* Dataset excerpts:
** Start **

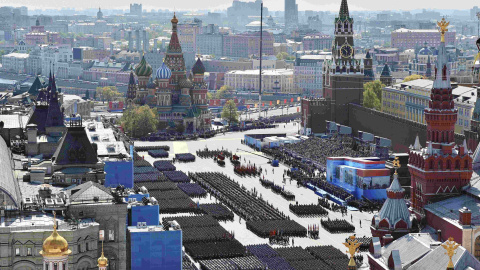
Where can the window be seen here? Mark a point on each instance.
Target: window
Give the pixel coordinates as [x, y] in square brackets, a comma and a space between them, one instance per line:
[111, 235]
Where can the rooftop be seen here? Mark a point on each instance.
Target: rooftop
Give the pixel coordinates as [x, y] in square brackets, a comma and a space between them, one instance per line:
[17, 55]
[8, 183]
[448, 209]
[87, 192]
[107, 145]
[14, 120]
[270, 72]
[405, 30]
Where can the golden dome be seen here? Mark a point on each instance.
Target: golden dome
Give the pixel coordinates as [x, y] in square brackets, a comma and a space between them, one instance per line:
[102, 261]
[55, 245]
[174, 20]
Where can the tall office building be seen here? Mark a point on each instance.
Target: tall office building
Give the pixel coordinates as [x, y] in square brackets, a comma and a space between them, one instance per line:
[291, 15]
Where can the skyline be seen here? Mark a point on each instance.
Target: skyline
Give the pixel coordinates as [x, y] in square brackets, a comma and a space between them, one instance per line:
[272, 5]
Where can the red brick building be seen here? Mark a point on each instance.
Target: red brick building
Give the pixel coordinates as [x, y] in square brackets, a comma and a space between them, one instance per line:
[441, 169]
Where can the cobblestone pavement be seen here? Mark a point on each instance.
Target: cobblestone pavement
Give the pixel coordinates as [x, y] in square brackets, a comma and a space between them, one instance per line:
[232, 142]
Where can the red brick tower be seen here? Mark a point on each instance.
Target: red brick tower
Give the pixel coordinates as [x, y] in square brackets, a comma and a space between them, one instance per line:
[442, 168]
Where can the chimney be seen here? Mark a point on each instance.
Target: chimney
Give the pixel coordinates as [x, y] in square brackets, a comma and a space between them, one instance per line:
[465, 216]
[375, 247]
[387, 239]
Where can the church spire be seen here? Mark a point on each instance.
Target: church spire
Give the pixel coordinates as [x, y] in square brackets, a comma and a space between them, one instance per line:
[442, 69]
[344, 14]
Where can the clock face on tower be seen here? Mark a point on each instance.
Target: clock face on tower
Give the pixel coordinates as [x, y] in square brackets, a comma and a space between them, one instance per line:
[346, 51]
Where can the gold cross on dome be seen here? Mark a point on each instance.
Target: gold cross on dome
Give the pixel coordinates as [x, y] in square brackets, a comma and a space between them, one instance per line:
[450, 246]
[352, 244]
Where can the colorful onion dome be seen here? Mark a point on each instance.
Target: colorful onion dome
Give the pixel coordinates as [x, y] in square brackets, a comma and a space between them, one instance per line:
[102, 261]
[143, 69]
[185, 83]
[163, 72]
[150, 100]
[174, 20]
[198, 68]
[55, 245]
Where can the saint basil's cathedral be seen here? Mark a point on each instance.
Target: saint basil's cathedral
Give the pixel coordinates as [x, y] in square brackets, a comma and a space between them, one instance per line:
[177, 98]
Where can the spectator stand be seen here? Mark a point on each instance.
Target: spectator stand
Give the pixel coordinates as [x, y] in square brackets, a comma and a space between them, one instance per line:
[308, 210]
[218, 211]
[185, 157]
[337, 226]
[261, 217]
[164, 165]
[193, 190]
[159, 153]
[269, 257]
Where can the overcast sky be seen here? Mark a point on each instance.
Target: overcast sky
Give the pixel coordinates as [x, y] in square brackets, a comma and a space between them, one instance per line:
[331, 5]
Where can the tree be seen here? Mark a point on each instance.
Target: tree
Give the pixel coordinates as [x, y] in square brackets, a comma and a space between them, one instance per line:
[223, 91]
[139, 121]
[180, 128]
[376, 87]
[412, 78]
[370, 99]
[229, 112]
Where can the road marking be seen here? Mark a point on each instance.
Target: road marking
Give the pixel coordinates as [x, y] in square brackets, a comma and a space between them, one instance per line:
[180, 147]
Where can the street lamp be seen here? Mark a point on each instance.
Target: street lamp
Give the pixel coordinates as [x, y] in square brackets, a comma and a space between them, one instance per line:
[478, 24]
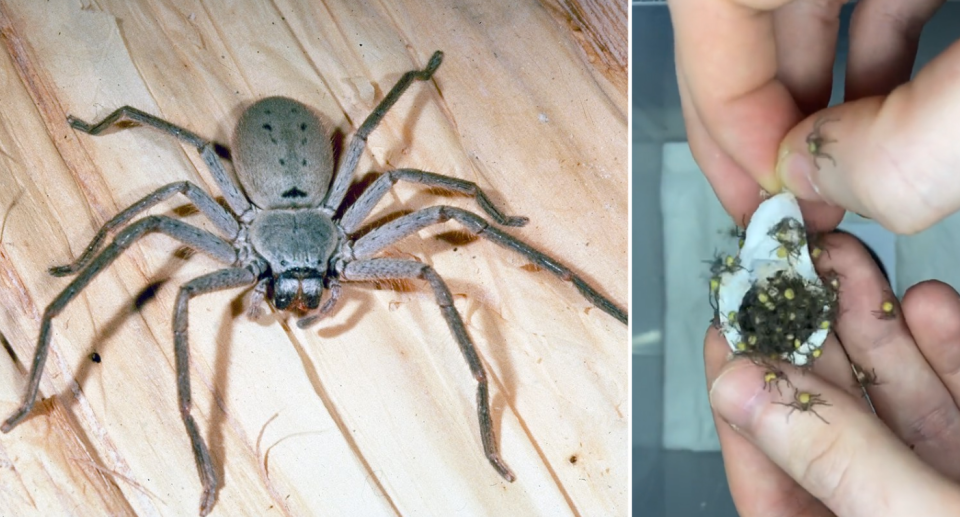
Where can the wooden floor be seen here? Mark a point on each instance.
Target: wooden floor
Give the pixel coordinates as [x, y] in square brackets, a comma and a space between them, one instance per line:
[372, 411]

** End **

* Given problem: Write the entries above out in full, exactly, with no images.

* Completed task:
Where can the window be seen here? Mark a point on each instance.
Target: window
Give the pixel coordinates as [x, y] in square brackets, a comma and a space between them, one instance per line:
[111, 235]
Where can the rooftop be seen here? Mark a point on each instance.
Target: rooftop
Give the pixel coordinates as [x, y] in square brackets, a comma and a space between them, one instance per line:
[17, 55]
[8, 183]
[448, 209]
[87, 192]
[107, 145]
[14, 120]
[270, 72]
[405, 30]
Where can the golden dome be seen here? Mark a point on each instance.
Target: golden dome
Give the pixel coordinates as [x, y] in square brackets, a comma and a space between them, one instance per line:
[102, 261]
[55, 245]
[174, 20]
Where can the tall office building be seen here? Mark a point on each instance.
Target: tall office building
Give the pixel coordinates as [x, y] in square brackets, a comma and a space between them, one instance per line:
[291, 15]
Where can the skyline be seen here? Mark a point on each instance.
Target: skyline
Give the pixel coordinates as [x, y] in square brackets, a comma and a space between them, one instance per line:
[272, 5]
Where can the red brick building be seen here? Mark a point on each instance.
Target: red brick building
Give the pixel coordinates as [x, y] in square brackets, a comma and a space between them, one instance per line:
[441, 169]
Where can the cobblestone pavement be seen here? Mark a point on each instance.
Target: cobblestone pavement
Give the pixel coordinates as [x, y] in square brackets, a comma and a space between them, one instance per line:
[232, 142]
Where can the red brick tower be seen here? Mark a point on each instance.
Target: red brick tower
Give the pixel coordinates as [x, y] in square brackets, a comma and a space between them, one instance per line:
[442, 168]
Where can the chimney be seen here? Mark a point on each instance.
Target: chimney
Give the pixel coordinates as [x, y] in square brackets, a comma and a space between them, one instance per line:
[465, 216]
[375, 247]
[387, 239]
Where can the church spire be seen here? Mark a point on each instance.
Target: church spire
Give the pixel coordinates as [x, y] in square brackets, a comma and a space between them, one instance per line:
[442, 69]
[344, 14]
Where can the clock face on tower be seen here? Mark a point on each instance.
Target: clock face on tower
Give the pixel coordinates as [x, y] in square brackets, a comma and a space between them, one instance per line:
[346, 51]
Where can the gold cross on dome be seen here? Mark a point on each instance.
Target: gold cross on dome
Give the pixel coordinates as [x, y] in square brackets, a comma and a space between them, one instance per line:
[450, 246]
[352, 244]
Where can the colorful onion dome be seen here? Mark a point on each instance.
Target: colorful onion dome
Give the pixel coordinates as [x, y] in square brackets, a comma and a space between them, one instance per line:
[102, 261]
[143, 69]
[185, 83]
[163, 72]
[150, 100]
[174, 20]
[198, 68]
[55, 245]
Where can the saint basil's cathedral be seen here? Mark a point on each instance.
Target: saint basil's cathedral
Give the pixel coordinates as [x, y] in square brackets, a comma and a space between them, one instance per line:
[177, 98]
Where can the spectator stand be seen here? Mark a point on each instance.
Target: spectator stand
Give the pixel coordinates as [x, y] in square brackets, a comma and a space between them, one instance per line:
[308, 210]
[218, 211]
[185, 157]
[337, 226]
[261, 217]
[164, 165]
[193, 190]
[159, 153]
[269, 257]
Where can the overcast sky be seen here? Mark a point on each instance.
Target: overcast sky
Give the pixel coordinates as [x, y] in square brackets, a comma and a space between them, one instance per line:
[331, 5]
Where can the tree be seen here? Mark a point on each instance.
Target: tree
Give the pixel coordinates as [x, y] in square brackets, a comma and a space between them, one instance per line:
[223, 91]
[139, 121]
[180, 128]
[376, 87]
[412, 78]
[370, 99]
[229, 112]
Where can the road marking be seen here? Mark a point on each instance.
Target: road marking
Give the pixel coordinates as [x, y] in square brackets, a comma and a space between them, one instance per line:
[180, 147]
Where can the street lamp be seen here? Mark a point on each instance.
Target: street lamp
Give the pixel coordinates as [x, y] in square brackets, a comma and a space between them, one instance per line:
[478, 24]
Where can the wooden floor be seen here? Mark a point on each instance.
Target: wooden floor
Give the pixel coordinates as [x, y] in square brackets, a comma and a space between them, one instance per line:
[372, 411]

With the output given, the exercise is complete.